-- RECORDS FOR PROCESSING follows --
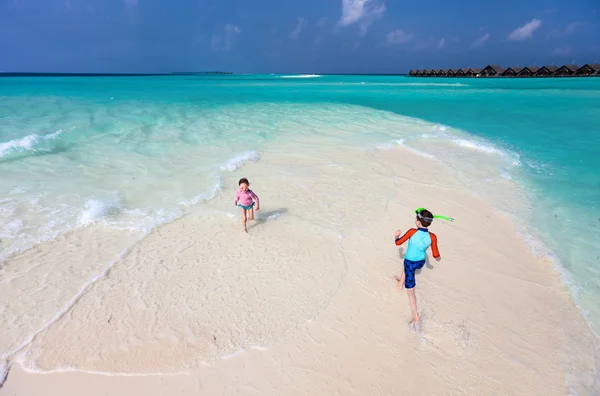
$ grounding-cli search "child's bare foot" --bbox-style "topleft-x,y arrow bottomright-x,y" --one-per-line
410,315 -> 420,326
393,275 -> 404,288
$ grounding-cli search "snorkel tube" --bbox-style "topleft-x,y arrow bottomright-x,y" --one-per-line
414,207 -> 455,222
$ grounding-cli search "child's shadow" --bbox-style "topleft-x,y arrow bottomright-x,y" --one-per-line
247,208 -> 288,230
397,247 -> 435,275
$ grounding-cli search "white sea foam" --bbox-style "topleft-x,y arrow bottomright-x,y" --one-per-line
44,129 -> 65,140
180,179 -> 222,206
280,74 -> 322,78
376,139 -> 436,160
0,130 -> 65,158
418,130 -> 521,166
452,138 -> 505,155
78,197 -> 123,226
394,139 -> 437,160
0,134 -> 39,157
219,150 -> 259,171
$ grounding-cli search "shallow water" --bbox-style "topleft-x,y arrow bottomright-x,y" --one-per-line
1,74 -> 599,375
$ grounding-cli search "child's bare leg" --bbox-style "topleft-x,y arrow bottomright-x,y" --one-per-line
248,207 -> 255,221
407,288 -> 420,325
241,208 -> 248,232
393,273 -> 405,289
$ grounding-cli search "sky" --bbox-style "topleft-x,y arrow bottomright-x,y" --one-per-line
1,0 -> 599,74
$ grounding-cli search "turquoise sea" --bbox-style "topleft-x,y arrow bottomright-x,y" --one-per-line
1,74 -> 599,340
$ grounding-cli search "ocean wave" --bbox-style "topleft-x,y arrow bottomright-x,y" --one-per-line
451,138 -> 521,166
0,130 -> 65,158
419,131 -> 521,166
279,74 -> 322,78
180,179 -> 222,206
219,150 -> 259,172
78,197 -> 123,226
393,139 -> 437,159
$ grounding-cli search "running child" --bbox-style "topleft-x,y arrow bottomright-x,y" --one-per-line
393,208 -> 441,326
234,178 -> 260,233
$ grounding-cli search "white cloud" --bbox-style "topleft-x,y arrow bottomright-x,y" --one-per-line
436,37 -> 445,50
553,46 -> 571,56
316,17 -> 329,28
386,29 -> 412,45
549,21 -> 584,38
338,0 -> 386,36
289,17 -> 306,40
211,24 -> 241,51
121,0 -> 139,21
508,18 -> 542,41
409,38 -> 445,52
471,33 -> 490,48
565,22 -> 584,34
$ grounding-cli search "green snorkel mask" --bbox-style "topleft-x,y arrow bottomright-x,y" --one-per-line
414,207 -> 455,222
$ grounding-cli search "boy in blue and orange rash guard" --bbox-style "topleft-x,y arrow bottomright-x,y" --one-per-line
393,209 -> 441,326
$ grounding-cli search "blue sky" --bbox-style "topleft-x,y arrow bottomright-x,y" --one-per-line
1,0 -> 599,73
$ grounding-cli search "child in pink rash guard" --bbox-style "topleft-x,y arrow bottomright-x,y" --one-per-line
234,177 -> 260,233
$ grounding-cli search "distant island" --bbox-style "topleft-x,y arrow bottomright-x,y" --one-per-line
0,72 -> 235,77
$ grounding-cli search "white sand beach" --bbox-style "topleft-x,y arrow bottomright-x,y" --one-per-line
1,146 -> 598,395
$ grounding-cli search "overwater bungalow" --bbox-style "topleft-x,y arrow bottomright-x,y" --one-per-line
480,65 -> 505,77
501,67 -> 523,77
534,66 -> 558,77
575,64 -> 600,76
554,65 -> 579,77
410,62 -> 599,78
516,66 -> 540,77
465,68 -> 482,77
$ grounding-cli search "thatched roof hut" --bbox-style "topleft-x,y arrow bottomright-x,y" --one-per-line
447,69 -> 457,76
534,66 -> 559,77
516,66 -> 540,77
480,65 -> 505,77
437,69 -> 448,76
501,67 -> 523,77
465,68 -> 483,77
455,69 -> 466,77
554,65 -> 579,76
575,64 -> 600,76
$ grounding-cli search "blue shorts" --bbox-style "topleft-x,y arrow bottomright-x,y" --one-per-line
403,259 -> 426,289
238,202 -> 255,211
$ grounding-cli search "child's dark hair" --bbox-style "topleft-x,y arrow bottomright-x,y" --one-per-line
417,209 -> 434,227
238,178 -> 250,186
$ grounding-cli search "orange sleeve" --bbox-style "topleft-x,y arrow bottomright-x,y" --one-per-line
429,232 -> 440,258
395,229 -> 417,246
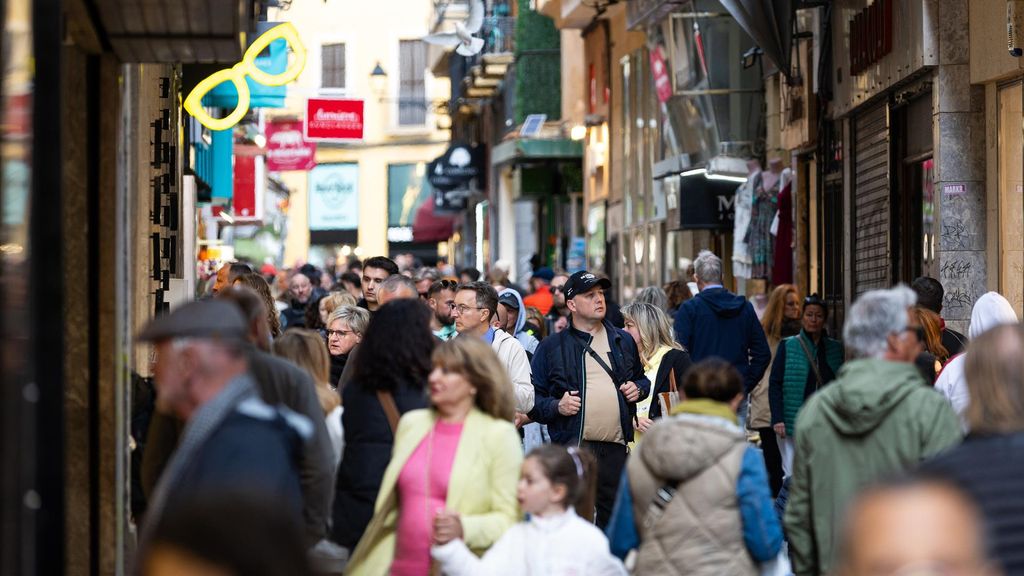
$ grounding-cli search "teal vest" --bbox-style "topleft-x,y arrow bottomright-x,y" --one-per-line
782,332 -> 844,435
-- RECORDS FOR PROCESSING concluded --
* _TRY IT_
Copy the records exactly, leaving out every picture.

* _OUTPUT OF THE EXERCISE_
$ grounding-cli search "child's bare foot" --bbox-style "topleft-x,y arrow bottomright-x,y" --one-per-line
410,315 -> 420,326
393,275 -> 404,288
$ grounding-cli search "snorkel tube" --bbox-style "topleft-x,y arrow bottomright-x,y" --one-per-line
414,207 -> 455,222
$ grounding-cli search "child's shadow" --bbox-style "topleft-x,y arrow bottomright-x,y" --one-per-line
247,208 -> 288,230
397,247 -> 435,275
$ grounding-cli search "white sea foam" --bbox-style "topleft-x,y arrow bottomright-x,y" --one-per-line
44,129 -> 65,140
180,179 -> 222,206
280,74 -> 322,78
376,139 -> 436,160
0,130 -> 65,158
418,130 -> 521,166
452,138 -> 505,155
78,197 -> 123,226
394,139 -> 437,160
0,134 -> 39,157
219,150 -> 259,171
$ grounding-cli search "shallow water" --bbox-style "topleft-x,y arrow bottomright-x,y" --one-per-line
1,74 -> 599,375
$ grounding-cli search "child's bare leg" --bbox-style "topleft-x,y arrow bottomright-x,y" --one-per-line
248,207 -> 255,221
407,288 -> 420,325
241,208 -> 248,232
393,273 -> 405,289
$ grounding-cli search "sky" --bbox-style "topleft-x,y arrow bottomright-x,y" --one-per-line
1,0 -> 599,74
$ grounding-cli search "turquoise sea" --bbox-style "topleft-x,y arrow bottomright-x,y" --one-per-line
1,74 -> 599,340
$ grounding-cli search "ocean wave" --bbox-style "topleft-x,y arrow bottomright-x,y" --one-per-line
451,138 -> 521,166
0,130 -> 65,158
419,131 -> 521,166
279,74 -> 322,78
180,179 -> 222,206
219,150 -> 259,172
78,197 -> 123,226
393,139 -> 437,159
$ grounding-cli search "running child" --bbox-style "topleft-x,y arrow bottomright-x,y" --one-per-line
393,208 -> 441,326
234,178 -> 260,233
$ grounding-cli search "white cloud" --bbox-style "topleft-x,y arrow bottomright-x,y" --one-per-line
436,37 -> 445,50
553,46 -> 571,56
316,17 -> 329,28
386,29 -> 412,45
549,21 -> 584,38
338,0 -> 386,36
289,17 -> 306,40
211,24 -> 241,51
121,0 -> 139,21
508,18 -> 542,41
409,38 -> 445,52
471,33 -> 490,48
565,22 -> 584,34
$ grounding-cli search "green snorkel mask" --bbox-style "topleft-x,y arrow bottomright-x,y" --one-per-line
414,207 -> 455,222
$ grounding-cli search "boy in blue and orange rash guard" --bbox-style "topleft-x,y arrow bottomright-x,y" --one-per-line
393,209 -> 441,326
$ grounding-cli search "blue sky" --bbox-style "topleft-x,y arrow bottomright-x,y" --one-per-line
1,0 -> 599,73
$ grounding-cli search "child in pink rash guard" --bbox-style "topleft-x,y arrow bottomright-x,y" --one-per-line
234,177 -> 260,233
$ grounding-cli search "distant island" --bbox-style "topleft-x,y arrow bottomright-x,y" --one-per-line
0,72 -> 235,77
$ grounding-cli search "white sand beach" --bbox-style "topleft-x,y arrow bottomright-x,y" --one-per-line
1,146 -> 598,395
$ grounding-cli search "overwater bungalow" --bbox-style "topleft-x,y arrow bottomright-x,y" --one-per-line
480,65 -> 505,77
501,67 -> 523,77
534,66 -> 558,77
575,64 -> 600,76
554,65 -> 579,77
410,62 -> 599,78
516,66 -> 540,77
465,68 -> 482,77
$ grounding-cli search "thatched roof hut" --bbox-style "topleft-x,y arrow bottomright-x,y" --one-per-line
447,69 -> 457,76
534,66 -> 559,77
516,66 -> 540,77
480,65 -> 505,77
437,69 -> 448,76
501,67 -> 523,77
465,68 -> 483,77
455,69 -> 466,77
554,65 -> 579,76
575,64 -> 600,76
$ grounding-cli search "blue shorts" --bbox-style "topleft-x,y arrow bottomright-x,y" --one-per-line
403,259 -> 426,289
238,202 -> 255,211
$ grounding-cli search "child's dark hair" --bbox-style "topleft-x,y arrow bottomright-x,y" --one-per-line
417,209 -> 434,227
238,178 -> 250,186
$ grounding-cli search "orange sleeve" --bbox-style "topleft-x,y arrow bottomright-x,y" --one-per-line
429,232 -> 440,258
395,229 -> 417,246
$ grounding-cli search "teal vest" --bbox-style "topleft-x,y arrow bottomright-x,y" --one-per-line
782,332 -> 844,435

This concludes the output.